## Required work
1 > Using the message about callback performance, answer each question on its own line, with answers marked the same way:
(a) Between which two versions was there a small change to the scheduler?
(b) How many cores did the machine used for the tests have?
(c) Which option were the tests run with?
2 > Translate this sentence from the message about callback performance into Spanish: "In microbenchmarks like this, it's easy for a difference in OS scheduling behaviour to make a large difference in performance if it happens consistently."
3 > Write the next part of the message about multi-threaded C FFI callback performance, starting after its last line.

## Article
+ + + + + + +

Runtime performance degradation for multi-threaded C FFI callback

Simon Marlow marlowsd at gmail.com
Mon Jan 23 14:26:13 CET 2012


I'll need to analyse the program to see what's going on.  There was a 
small change to the scheduler between 7.2.1 and 7.2.2 that could 
conceivably have made a difference in this scenario, but it was aimed at 
fixing a bug rather than improvement performance.

Another possibility is a difference in OS scheduling behaviour between 
yours and Daniel Fischer's setup.  In microbenchmarks like this, it's 
easy for a difference in OS scheduling behaviour to make a large 
difference in performance if it happens consistently.

Cheers,
	Simon

On 23/01/2012 12:49, John Lato wrote:
> Hi Simon,
>
> I'm not certain that your explanation matches what I observed.
>
> All of my tests were done on a 4-core machine, executing with "+RTS
> -N", which should be the same as "+RTS -N4" I believe.

+ + + + + + +

## Extracted data
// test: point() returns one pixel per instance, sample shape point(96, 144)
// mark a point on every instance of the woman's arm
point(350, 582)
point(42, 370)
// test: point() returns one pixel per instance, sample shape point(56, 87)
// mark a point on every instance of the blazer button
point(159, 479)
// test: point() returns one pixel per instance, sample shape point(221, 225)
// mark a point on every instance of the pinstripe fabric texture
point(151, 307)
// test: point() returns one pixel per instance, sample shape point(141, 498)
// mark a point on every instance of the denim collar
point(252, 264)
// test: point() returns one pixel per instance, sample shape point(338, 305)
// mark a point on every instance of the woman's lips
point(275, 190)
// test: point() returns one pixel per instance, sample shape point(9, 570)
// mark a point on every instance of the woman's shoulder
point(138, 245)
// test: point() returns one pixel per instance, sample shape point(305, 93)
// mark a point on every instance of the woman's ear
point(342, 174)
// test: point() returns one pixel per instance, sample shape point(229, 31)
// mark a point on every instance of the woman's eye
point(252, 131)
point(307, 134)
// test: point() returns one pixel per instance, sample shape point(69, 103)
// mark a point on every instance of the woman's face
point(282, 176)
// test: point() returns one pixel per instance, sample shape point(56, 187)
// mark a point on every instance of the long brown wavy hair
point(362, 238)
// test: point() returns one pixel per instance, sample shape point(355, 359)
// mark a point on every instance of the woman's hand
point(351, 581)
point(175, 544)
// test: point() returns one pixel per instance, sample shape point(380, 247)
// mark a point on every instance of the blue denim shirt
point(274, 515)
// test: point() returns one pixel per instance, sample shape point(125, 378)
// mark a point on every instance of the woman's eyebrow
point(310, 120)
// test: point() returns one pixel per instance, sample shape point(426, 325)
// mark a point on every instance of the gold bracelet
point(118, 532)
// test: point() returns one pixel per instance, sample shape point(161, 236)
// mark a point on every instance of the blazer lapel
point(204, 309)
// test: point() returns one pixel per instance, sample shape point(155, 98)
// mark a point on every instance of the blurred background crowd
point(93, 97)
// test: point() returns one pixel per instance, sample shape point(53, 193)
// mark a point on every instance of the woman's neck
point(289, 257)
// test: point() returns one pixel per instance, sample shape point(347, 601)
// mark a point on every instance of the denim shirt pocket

+ + + + + + +

## Answers to the tasks
1 >
(a) Between 7.2.1 and 7.2.2.
(b) Four cores.
(c) "+RTS -N"

2 > En microbenchmarks como este, es fácil que una diferencia en el comportamiento de la planificación del sistema operativo produzca una gran diferencia en el rendimiento si ocurre de forma constante.

3 >
>
> With 1 Haskell thread (the main thread) and 4 process threads (via
> pthreads), I saw a significant performance degradation compared to 5
> Haskell threads (main + 4 via forkIO) and 4 process threads.  As I
> understand your explanation, if C callbacks are scheduled according to
> available capabilities, there should be no difference between these
> situations.
>
> I observed this with GHC-7.2.1, however Daniel Fischer reported that,
> with ghc-7.2.2, he observed different behavior (which matches your
> explanation AFAICT).  Is it possible that the scheduling of callbacks
> into Haskell changed between those versions?
>
> Thanks,
> John L.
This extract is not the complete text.